:: Input data

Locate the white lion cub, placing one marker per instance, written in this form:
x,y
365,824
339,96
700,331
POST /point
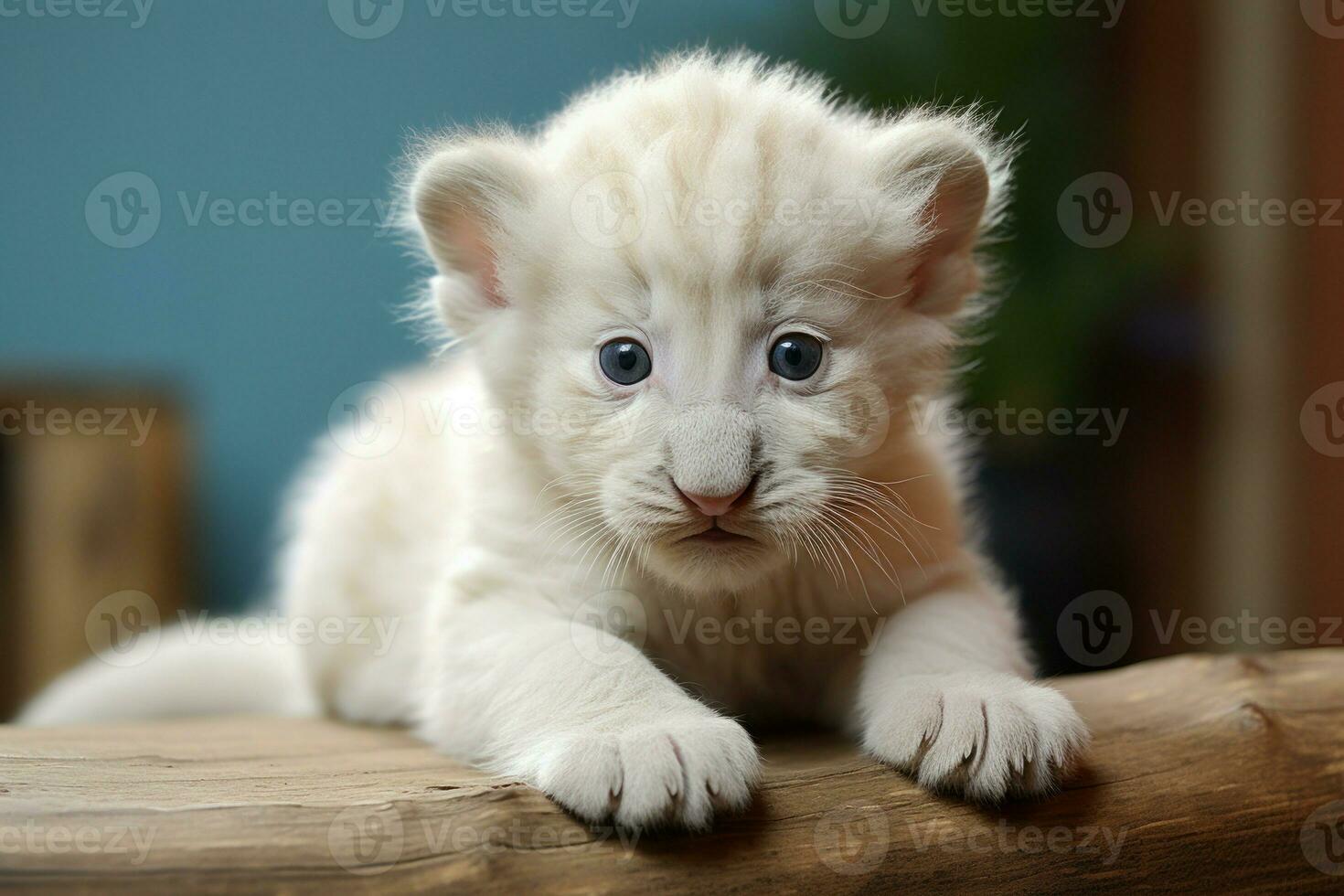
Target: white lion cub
x,y
680,486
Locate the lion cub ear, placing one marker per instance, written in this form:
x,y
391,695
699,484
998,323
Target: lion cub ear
x,y
465,194
958,175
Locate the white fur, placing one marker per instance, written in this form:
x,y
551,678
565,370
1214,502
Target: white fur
x,y
502,554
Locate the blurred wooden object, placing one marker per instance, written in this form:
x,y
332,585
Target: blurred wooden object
x,y
1214,774
93,501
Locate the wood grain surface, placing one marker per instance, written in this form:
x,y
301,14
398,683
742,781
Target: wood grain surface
x,y
1218,774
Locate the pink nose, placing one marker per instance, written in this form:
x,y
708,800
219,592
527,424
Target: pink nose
x,y
712,504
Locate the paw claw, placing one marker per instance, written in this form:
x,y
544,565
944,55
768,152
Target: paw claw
x,y
992,733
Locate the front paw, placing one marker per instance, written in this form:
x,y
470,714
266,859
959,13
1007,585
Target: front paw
x,y
976,733
667,773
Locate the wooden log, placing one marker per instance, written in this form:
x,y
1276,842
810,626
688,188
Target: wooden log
x,y
1206,773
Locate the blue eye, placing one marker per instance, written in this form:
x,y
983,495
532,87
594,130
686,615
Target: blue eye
x,y
624,361
795,357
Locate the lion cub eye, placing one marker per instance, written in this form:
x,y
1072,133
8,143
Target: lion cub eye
x,y
795,357
625,361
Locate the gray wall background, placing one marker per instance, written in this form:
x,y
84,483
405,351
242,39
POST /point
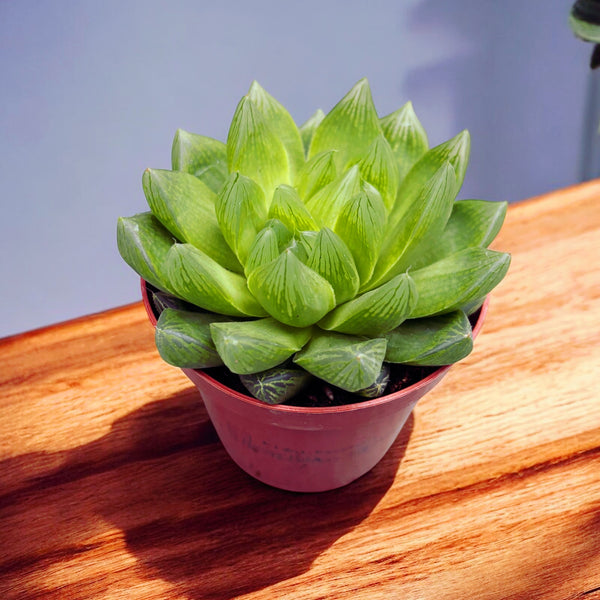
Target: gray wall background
x,y
92,92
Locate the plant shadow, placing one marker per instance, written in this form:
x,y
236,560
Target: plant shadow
x,y
187,513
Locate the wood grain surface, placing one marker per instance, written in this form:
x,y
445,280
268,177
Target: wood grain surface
x,y
113,484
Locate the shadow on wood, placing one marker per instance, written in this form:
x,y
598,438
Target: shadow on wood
x,y
187,513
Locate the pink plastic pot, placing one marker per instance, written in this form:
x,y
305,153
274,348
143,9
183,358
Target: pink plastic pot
x,y
307,449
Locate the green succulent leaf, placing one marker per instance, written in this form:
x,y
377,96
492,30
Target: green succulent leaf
x,y
361,224
241,211
330,258
350,127
183,339
378,387
264,249
254,148
277,385
375,312
455,151
318,172
201,156
421,225
432,341
254,346
406,136
143,244
282,123
162,300
290,210
307,129
291,292
457,280
472,223
348,362
186,207
379,167
326,204
197,278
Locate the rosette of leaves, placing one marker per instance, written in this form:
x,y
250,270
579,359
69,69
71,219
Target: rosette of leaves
x,y
322,251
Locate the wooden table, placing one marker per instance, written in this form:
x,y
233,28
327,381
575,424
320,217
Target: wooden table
x,y
113,484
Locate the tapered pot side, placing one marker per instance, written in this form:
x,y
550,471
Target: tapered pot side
x,y
307,449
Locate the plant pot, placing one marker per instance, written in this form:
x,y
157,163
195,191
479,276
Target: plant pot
x,y
307,449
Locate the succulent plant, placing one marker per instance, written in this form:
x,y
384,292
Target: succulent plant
x,y
322,251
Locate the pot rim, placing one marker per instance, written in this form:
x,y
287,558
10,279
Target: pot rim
x,y
320,410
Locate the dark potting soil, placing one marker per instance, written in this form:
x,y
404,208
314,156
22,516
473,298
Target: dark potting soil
x,y
318,393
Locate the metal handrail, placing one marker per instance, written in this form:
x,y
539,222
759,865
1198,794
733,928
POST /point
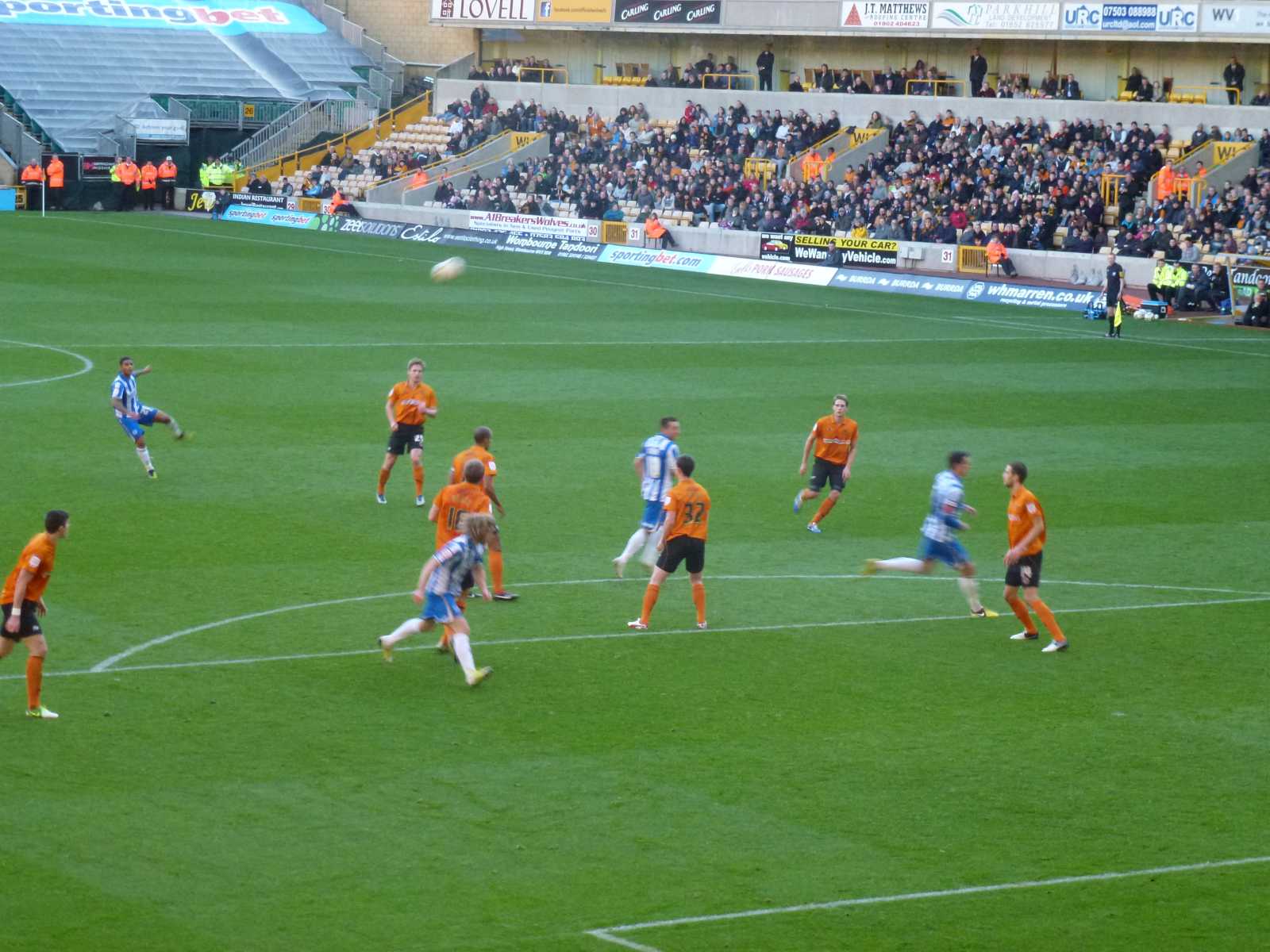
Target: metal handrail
x,y
1210,88
729,76
541,70
933,83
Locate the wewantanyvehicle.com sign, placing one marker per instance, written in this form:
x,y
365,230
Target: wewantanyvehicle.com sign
x,y
537,225
829,251
996,18
861,14
1130,18
222,17
683,13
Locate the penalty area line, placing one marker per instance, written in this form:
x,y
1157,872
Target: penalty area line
x,y
102,668
607,933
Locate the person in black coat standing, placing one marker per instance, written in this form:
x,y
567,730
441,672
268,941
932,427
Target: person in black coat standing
x,y
978,70
766,61
1233,76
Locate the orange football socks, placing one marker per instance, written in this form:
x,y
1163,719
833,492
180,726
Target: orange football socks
x,y
1020,609
698,600
1048,620
825,508
495,569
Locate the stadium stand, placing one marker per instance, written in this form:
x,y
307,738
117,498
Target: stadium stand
x,y
71,80
950,181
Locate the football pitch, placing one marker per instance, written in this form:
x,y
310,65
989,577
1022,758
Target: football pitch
x,y
838,762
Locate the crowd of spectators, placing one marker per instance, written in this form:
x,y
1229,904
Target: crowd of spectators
x,y
948,181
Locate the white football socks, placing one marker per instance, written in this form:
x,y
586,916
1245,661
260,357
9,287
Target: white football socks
x,y
971,589
649,555
901,565
464,653
633,543
403,631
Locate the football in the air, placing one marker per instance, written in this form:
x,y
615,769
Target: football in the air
x,y
448,270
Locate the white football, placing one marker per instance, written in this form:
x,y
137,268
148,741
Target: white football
x,y
448,270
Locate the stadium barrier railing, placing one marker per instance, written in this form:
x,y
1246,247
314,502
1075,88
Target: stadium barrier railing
x,y
543,74
749,76
1199,94
933,84
306,158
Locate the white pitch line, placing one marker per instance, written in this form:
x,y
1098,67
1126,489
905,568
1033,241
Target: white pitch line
x,y
844,309
598,636
579,343
86,368
606,935
164,639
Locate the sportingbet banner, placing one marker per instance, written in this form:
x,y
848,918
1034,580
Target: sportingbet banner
x,y
683,13
537,225
1130,18
1244,283
884,16
222,17
272,216
1237,18
996,18
827,251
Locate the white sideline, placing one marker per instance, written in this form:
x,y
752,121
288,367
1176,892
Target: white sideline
x,y
606,933
845,309
164,639
86,368
105,668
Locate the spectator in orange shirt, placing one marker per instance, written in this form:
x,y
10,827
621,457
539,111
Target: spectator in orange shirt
x,y
836,438
1026,526
22,603
479,452
410,405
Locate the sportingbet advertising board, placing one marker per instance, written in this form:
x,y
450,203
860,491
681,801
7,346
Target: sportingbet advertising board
x,y
222,17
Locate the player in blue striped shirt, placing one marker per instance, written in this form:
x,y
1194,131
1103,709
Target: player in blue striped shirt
x,y
939,535
657,473
452,569
133,414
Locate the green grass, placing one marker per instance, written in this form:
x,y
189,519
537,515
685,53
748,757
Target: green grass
x,y
810,748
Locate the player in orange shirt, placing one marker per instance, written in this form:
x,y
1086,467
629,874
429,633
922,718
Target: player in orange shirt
x,y
23,602
1026,531
410,403
687,513
448,508
835,438
479,451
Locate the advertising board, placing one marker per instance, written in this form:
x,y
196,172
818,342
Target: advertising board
x,y
996,18
867,14
683,13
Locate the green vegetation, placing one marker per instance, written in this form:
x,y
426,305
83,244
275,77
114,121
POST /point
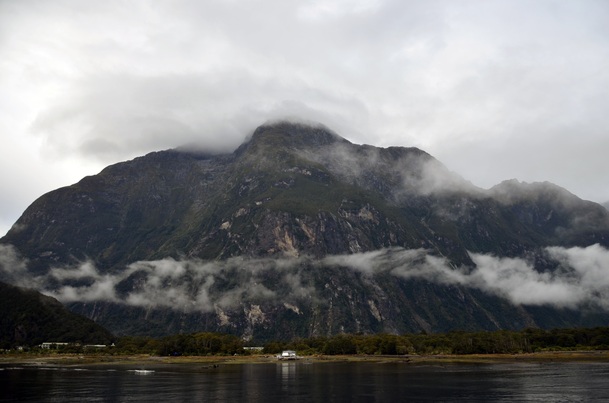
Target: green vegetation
x,y
458,343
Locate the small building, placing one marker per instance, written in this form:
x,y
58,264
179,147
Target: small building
x,y
52,345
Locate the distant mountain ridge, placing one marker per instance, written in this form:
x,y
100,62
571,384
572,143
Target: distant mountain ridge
x,y
300,232
29,318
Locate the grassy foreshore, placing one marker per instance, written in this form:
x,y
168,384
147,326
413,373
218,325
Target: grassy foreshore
x,y
142,359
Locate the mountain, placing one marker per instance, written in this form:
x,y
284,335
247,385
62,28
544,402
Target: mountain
x,y
299,232
28,318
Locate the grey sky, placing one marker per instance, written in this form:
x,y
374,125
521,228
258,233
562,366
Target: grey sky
x,y
493,89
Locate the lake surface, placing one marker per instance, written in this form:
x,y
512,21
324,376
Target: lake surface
x,y
308,382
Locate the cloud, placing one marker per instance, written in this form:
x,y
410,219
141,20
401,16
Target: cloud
x,y
87,86
580,278
13,267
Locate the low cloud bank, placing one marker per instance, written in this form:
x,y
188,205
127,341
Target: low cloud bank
x,y
580,278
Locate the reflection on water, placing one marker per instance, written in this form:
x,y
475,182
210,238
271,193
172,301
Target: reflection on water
x,y
303,381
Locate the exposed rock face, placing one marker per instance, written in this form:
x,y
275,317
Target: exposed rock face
x,y
286,203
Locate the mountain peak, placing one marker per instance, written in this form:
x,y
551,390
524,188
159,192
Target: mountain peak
x,y
294,135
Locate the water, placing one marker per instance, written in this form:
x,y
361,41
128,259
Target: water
x,y
307,382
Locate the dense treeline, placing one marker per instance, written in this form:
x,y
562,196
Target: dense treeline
x,y
457,342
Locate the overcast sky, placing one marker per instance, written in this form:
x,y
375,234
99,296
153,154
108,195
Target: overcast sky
x,y
494,89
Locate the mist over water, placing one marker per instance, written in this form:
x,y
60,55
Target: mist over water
x,y
305,381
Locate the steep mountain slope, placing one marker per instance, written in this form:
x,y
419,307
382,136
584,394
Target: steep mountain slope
x,y
300,232
28,318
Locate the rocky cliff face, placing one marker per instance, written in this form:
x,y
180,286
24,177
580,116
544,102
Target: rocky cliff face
x,y
300,232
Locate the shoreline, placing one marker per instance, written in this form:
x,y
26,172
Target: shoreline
x,y
143,359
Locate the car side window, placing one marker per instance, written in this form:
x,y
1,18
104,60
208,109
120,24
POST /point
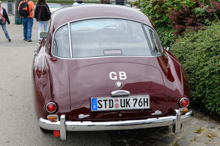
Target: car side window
x,y
61,43
153,41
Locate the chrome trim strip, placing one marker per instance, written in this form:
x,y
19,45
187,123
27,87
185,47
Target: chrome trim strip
x,y
54,116
113,125
55,107
120,93
177,121
62,127
181,100
101,57
70,41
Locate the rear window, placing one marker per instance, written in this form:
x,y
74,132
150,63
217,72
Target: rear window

::::

**Task statement**
Emit the lines from the line containing "Locate the rocky" to the final line of the material, inclusive, exactly as written; pictures are excluded.

**Final answer**
Locate the rocky cliff face, placing one marker per instance, written in this form:
x,y
180,286
24,177
580,116
544,102
Target: rocky cliff face
x,y
300,232
Locate the shoreline, placing one marker per instance, written in this form:
x,y
26,172
Target: shoreline
x,y
143,359
Locate the car side window, placing one marker per instance, written in this form:
x,y
1,18
104,60
208,109
120,24
POST /point
Target: car side window
x,y
61,43
153,41
Locate the chrome trim strip, placing one marker per instance, written in this form:
x,y
19,45
187,123
27,87
185,47
Target: chrome trim strip
x,y
54,116
113,125
55,107
120,93
177,121
62,127
181,100
101,57
70,41
Locate the rear window, placing one marker per instance, written in this form:
x,y
74,132
150,63
217,72
Target: rear window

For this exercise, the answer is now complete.